Plans for 2019 Clements bird taxonomy updates

Hi folks,

Sorry for the delay on this. I’m aware that I’ve bottlenecked the bird taxonomic updates and I apologies for how that has slowed things down. But I’ve been struggling with the fact that for groups like birds with lots of observations and lots of associated content its just too difficult for curators to do all the steps needed under our current system to properly curate these taxa without introducing a lot of new issues.

Often times just doing one simple operation to the tree - like splitting a genus in two - actually requires many-many taxon changes and moves in order to tie up all the loose ends. Its just too hard to do all these steps manually and too prone to error.

Over the past month, I’ve spent a lot of time using the Clements 2019 update as a test case for trying to figure out a more efficient way for us to properly carry out tricky taxonomic updates like those involved here.

Where I’m at is that I’ve come up with a higher level structure for describing a taxonomic alteration which may involve many individual taxon changes etc. to carry out. I’ve come up with a new kind of figure for visualizing these changes, for example here’s a figure that tries to summarize the steps involved in splitting Alethe castanea off from Alethe diademata and the associated taxon changes (one split and 3 swaps)


And for each of these, I’ve created a group of all the taxon changes necessary to bring our taxonomy in line with Clements 2019. For eample, here’s the changes necessary for figure above:
https://www.inaturalist.org/taxon_changes?change_group=Alethe+diademata+swing-split

I’ve tried to capture all of this in detail in this very long document I just posted:
https://www.inaturalist.org/pages/how+taxon+changes+work

Buried in that doc are links to all 176 alterations like the one in the figure needed to bring our taxonomy in line with Clements 2019. Most are pretty simple things like elevating a subspecies to species status. But a few are super gnarly and involve many many taxon changes like this one involving Oenanthe and a few other genera. And I wanted to make sure the system could handle super complex changes like these:


https://www.inaturalist.org/taxon_changes?change_group=Myrmecocichla+reshuffle

There are two next steps:

  1. it would be nice to commit these changes to finally get iNat’s bird taxonomy in line with Clements 2019. All of changes should be ready to go (e.g. the split outputs have atlases and ranges in most cases). Please take a look though and raise any concerns you may have here before I commit them. Also, we’ve realized that committing taxon changes with many many observations - such as many of these have - is creating performance problems, so I’ll consult with the team but when everyone is ok with these we’ll probably have to find a time/way to commit them that doesn’t bog down the site. Once we’ve gotten the taxonomy up to date with Clements, I have another set of processes to update the IUCN conservations statuses and range maps which have also gotten quite out of date over the years.

Recorded information
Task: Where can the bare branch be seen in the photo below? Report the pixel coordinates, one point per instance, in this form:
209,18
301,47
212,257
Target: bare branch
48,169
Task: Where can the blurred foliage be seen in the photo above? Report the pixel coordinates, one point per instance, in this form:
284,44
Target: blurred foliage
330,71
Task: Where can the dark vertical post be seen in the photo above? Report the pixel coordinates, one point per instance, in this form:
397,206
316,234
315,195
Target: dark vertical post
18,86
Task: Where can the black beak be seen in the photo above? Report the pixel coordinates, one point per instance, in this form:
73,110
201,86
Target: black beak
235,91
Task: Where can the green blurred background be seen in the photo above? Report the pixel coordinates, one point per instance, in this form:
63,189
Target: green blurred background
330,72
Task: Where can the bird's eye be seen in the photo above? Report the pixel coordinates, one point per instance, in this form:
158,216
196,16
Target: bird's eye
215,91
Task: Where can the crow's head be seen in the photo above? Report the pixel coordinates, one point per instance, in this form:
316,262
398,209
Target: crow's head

Task list
A – Reproduce, word for word, the part of the post on the 2019 Clements bird taxonomy updates starting at "Where I’m at" and ending at "and 3 swaps)".
B – According to the post on the 2019 Clements bird taxonomy updates, why will the team probably need to find a particular time or way to commit the changes? Answer in one to three sentences.
C – For each statement, say yes or no to whether it agrees with the post on the 2019 Clements bird taxonomy updates, and quote the words from the post that decide it.
(i) The post links to 176 alterations needed to bring the taxonomy in line with Clements 2019.
(ii) Most of these alterations involve many taxon changes.
(iii) Splitting Alethe castanea off from Alethe diademata involves two swaps.

Answers for this exercise
A –
Where I’m at is that I’ve come up with a higher level structure for describing a taxonomic alteration which may involve many individual taxon changes etc. to carry out. I’ve come up with a new kind of figure for visualizing these changes, for example here’s a figure that tries to summarize the steps involved in splitting Alethe castanea off from Alethe diademata and the associated taxon changes (one split and 3 swaps)

B – Committing taxon changes that involve many observations is causing performance problems, and many of these changes involve many observations. So the changes will need to be committed at a time or in a way that doesn't bog down the site.

C –
(i) Yes: "links to all 176 alterations like the one in the figure needed to bring our taxonomy in line with Clements 2019"
(ii) No: "Most are pretty simple things like elevating a subspecies to species status."
(iii) No: "(one split and 3 swaps)"